RE: Meaning of Right and Wrong... Finally Answered!
October 6, 2010 at 5:17 pm
(This post was last modified: October 6, 2010 at 5:19 pm by theVOID.)
(October 6, 2010 at 9:15 am)Cerrone Wrote: As for the OP's "blog"... there is no seriously tangible meaning of right and wrong, it all depends on the rules laid out by the society you happen to be in at the time. And if a man was marooned on a desert island, he would make his own ideas about what is right and what is wrong...
I disagree, under desirism all moral statements can be factually true or false.
A man isolated on a desert island can still be judged in terms of the impact his actions have regarding promoting desires vs thwarting desires. If he is alone then his desires can't thwart any desires but his own, and he will always act in accordance with his more numerous and/or stronger desires, so he cannot act morally wrong.
(October 6, 2010 at 9:57 am)tavarish Wrote:(October 6, 2010 at 8:01 am)The Omnissiunt One Wrote: As theVOID said, many of our most basic moral intuitions have nothing to do with survival. How does giving money to a charity for starving Africans increase our chances of survival? It doesn't.
It increases the strength of bond we share with other members of our species. We have to live together on this Earth, and altruism is a way to relieve tensions and work towards a common goal - such as eliminating hunger or stopping disease, both very moral actions.
I agree it increases our bond with them, but that alone does not make it morally right. My torture of jews may increase my bond with Nazi's, and as long as their are more Nazi's than jews my bonds have increased positively, but that has no impact on the morality of torturing jews.
Eliminating hunger and stopping disease are morally good because they promote more and stronger desires than they thwart. It is impossible to desire torture, because it is non-consensual act, therefore considering the desires of all persons, there cannot possibly be more and stronger desires to torture than there are to not be tortured, so torture is morally wrong UNLESS the torture will allow more desires to be promoted, such as preventing murder from the information, and since you cannot desire to be murdered either, and the desire to not be murdered is arguably stronger than the desire not to be tortured, this becomes a numbers game and under circumstances where more and stronger desires will be promoted than thwarted, torture is morally good.

************

### Problem to work on:
Please answer from the forum post: why can a man alone on a desert island not act morally wrong?

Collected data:
************

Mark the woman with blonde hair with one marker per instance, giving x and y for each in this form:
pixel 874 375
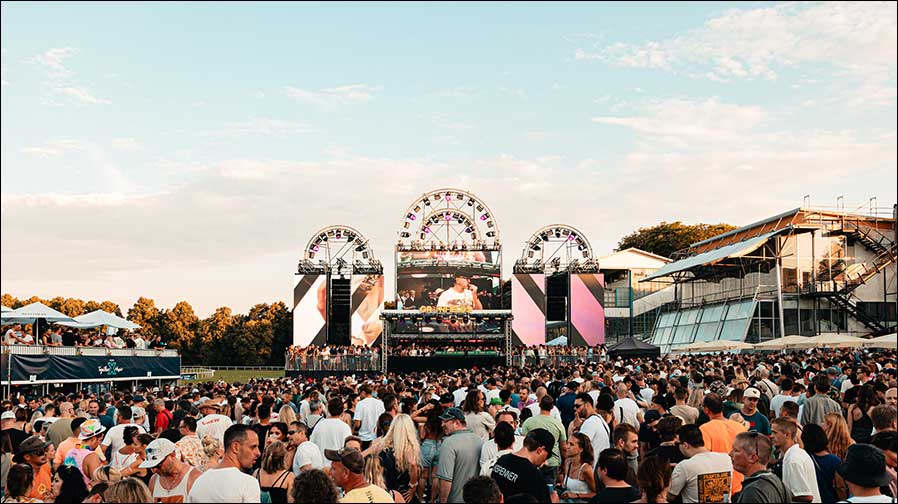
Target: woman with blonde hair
pixel 128 490
pixel 399 454
pixel 214 452
pixel 274 478
pixel 837 433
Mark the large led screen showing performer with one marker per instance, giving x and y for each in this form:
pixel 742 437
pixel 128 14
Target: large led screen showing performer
pixel 309 310
pixel 367 301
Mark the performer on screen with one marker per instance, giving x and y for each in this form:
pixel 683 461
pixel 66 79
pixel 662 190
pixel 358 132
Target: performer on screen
pixel 463 293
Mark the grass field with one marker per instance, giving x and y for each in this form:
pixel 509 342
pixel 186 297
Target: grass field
pixel 242 376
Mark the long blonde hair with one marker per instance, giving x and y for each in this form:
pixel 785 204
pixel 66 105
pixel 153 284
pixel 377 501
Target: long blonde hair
pixel 402 438
pixel 286 414
pixel 837 433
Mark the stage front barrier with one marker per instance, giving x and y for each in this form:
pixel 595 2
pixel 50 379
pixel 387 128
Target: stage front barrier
pixel 38 364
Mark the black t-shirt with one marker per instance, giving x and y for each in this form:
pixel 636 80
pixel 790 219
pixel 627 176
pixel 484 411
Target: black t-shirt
pixel 516 475
pixel 614 495
pixel 669 453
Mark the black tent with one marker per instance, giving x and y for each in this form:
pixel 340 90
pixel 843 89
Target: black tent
pixel 632 347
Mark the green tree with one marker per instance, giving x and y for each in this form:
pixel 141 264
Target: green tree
pixel 668 237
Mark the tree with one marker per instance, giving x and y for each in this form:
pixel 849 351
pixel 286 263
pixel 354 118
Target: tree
pixel 666 238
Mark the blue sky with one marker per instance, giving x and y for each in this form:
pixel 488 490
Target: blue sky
pixel 179 151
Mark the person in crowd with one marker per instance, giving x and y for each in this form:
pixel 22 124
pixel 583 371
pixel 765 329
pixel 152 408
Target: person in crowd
pixel 331 432
pixel 546 421
pixel 518 472
pixel 503 442
pixel 68 486
pixel 33 452
pixel 314 486
pixel 829 483
pixel 128 490
pixel 668 450
pixel 477 418
pixel 275 480
pixel 482 489
pixel 704 475
pixel 612 472
pixel 837 434
pixel 348 472
pixel 864 470
pixel 577 478
pixel 884 418
pixel 799 473
pixel 815 408
pixel 654 480
pixel 228 482
pixel 172 479
pixel 459 456
pixel 307 454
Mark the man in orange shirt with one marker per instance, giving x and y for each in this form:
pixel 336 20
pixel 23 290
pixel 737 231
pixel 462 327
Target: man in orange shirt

************

### Reply to the task:
His desires can't thwart any desires but his own, and he will always act in accordance with his more numerous and/or stronger desires.